Exercise requirements:
Can you reproduce the blog post starting at "tempus fugit" and ending at "Here? So close!", replacing "blog" with "journal"?

Supplied passage:

*** Block opens ***

Friday, March 2

tempus fugit

It's been just over six months since I started this blog, around twelve months since I recovered from my last bout with surgery, and almost three years since I first saw an ad in the paper to cook for the RAAF. It seems incredible that so long ago, the seed of this idea was planted in my brain, and despite a couple jobs I almost disappeared into, I've still maintained some semblance of focus on getting there. Here? So close!

The past few months have been a strange mixture. There have been a few ups and downs, but I've found that it's been easier to grin and bear it at my current job, because I've always been able to cheer myself up with the prospect of escaping for something far cooler, hoping that it would be sooner rather than later. It's not difficult to enjoy the temp mentality, even if I'm having a particularly crappy day and customers are giving you the irrits, I console myself by thinking they're stuck being an asshole forever whereas I'm going to be doing something completely different and changing for the better as a person to boot! That, and whenever I look around my current workplace and see the madness that ensues, I am comforted by the thought that in a few years' time, I will be possibly looking at the same thing... but with enough responsibility and knowledge of the situation to do something about it. It might still be mad, but at least it will all be mine!

*** Block closes ***

Dataset entries
*** Block opens ***

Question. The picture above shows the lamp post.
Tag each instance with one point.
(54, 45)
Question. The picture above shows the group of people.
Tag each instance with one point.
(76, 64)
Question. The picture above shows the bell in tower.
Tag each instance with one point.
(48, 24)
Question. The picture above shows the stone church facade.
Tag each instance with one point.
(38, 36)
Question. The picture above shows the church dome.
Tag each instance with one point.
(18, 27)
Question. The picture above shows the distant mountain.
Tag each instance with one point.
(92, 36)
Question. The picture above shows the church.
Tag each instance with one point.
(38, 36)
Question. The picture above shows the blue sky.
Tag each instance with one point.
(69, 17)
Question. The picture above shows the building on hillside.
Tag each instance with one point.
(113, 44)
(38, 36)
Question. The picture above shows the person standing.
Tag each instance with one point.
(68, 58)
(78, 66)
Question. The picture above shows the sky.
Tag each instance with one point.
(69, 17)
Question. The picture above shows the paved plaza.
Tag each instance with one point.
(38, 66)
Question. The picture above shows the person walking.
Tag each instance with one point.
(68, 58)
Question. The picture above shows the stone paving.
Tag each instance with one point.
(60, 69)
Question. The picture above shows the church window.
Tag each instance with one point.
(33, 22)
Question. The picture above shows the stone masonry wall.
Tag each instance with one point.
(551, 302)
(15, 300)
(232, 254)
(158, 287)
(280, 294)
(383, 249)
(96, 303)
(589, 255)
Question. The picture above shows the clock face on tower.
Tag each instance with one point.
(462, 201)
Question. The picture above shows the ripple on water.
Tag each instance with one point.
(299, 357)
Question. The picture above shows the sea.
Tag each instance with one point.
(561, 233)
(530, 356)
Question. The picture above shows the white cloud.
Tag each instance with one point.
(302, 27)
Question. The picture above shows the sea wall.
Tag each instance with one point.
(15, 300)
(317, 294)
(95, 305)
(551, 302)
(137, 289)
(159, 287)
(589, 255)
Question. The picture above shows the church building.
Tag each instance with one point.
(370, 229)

*** Block closes ***
*** Block opens ***

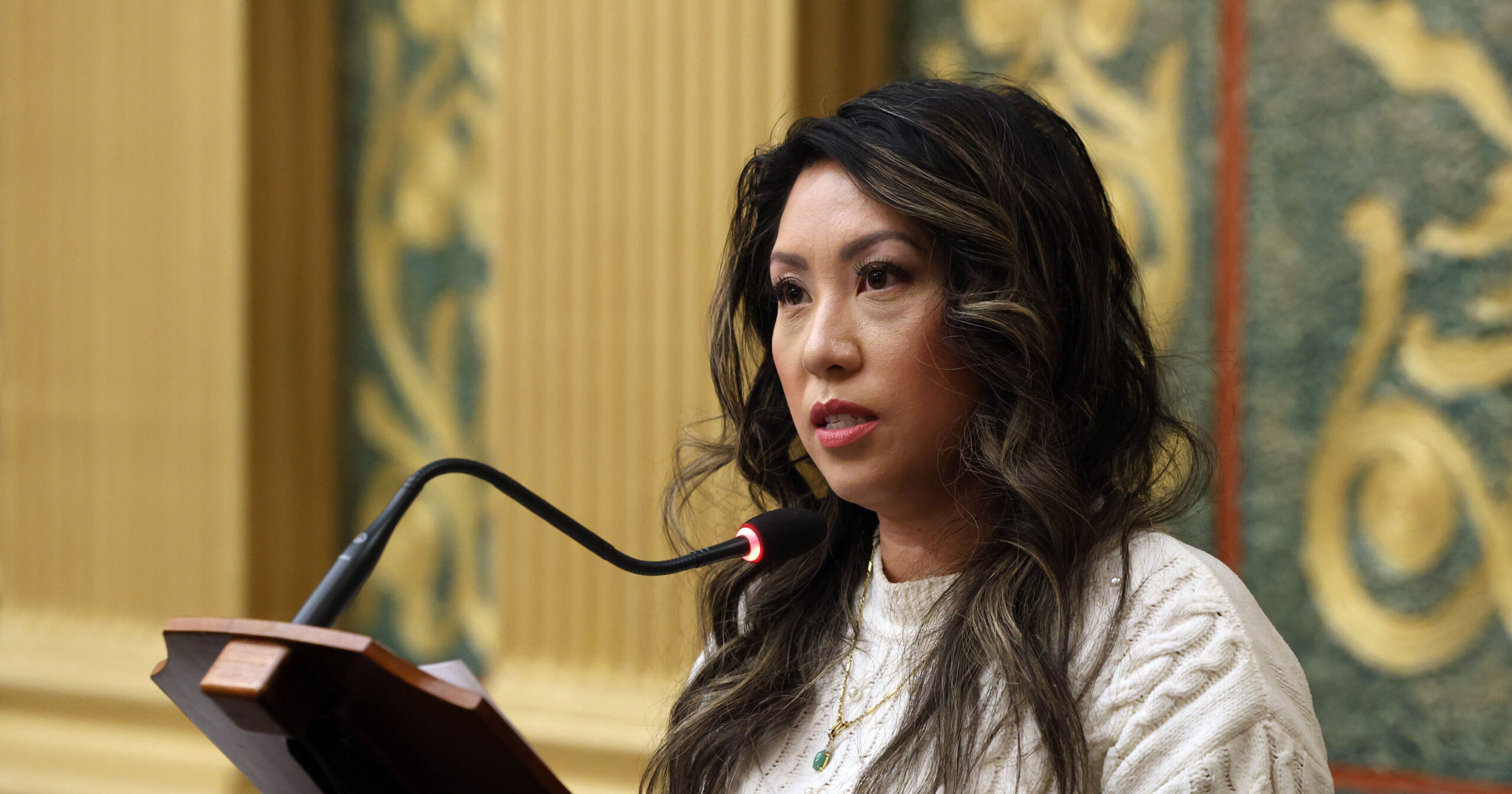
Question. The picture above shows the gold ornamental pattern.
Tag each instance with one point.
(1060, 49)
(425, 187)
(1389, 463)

*** Block closes ***
*** Block opens ***

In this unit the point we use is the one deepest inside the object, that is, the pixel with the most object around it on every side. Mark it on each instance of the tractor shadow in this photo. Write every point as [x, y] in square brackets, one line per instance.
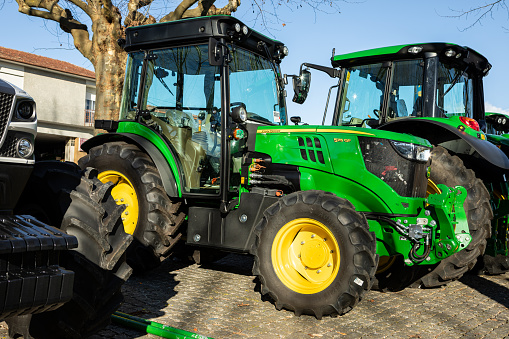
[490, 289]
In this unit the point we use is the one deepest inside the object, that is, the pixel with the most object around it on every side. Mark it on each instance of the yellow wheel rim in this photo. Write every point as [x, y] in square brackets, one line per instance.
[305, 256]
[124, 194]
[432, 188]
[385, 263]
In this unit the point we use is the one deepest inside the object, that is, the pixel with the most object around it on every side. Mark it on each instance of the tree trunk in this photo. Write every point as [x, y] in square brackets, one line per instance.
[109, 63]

*** Block closes ***

Exercise answer:
tempus fugit

It's been just over six months since I started this journal, around twelve months since I recovered from my last bout with surgery, and almost three years since I first saw an ad in the paper to cook for the RAAF. It seems incredible that so long ago, the seed of this idea was planted in my brain, and despite a couple jobs I almost disappeared into, I've still maintained some semblance of focus on getting there. Here? So close!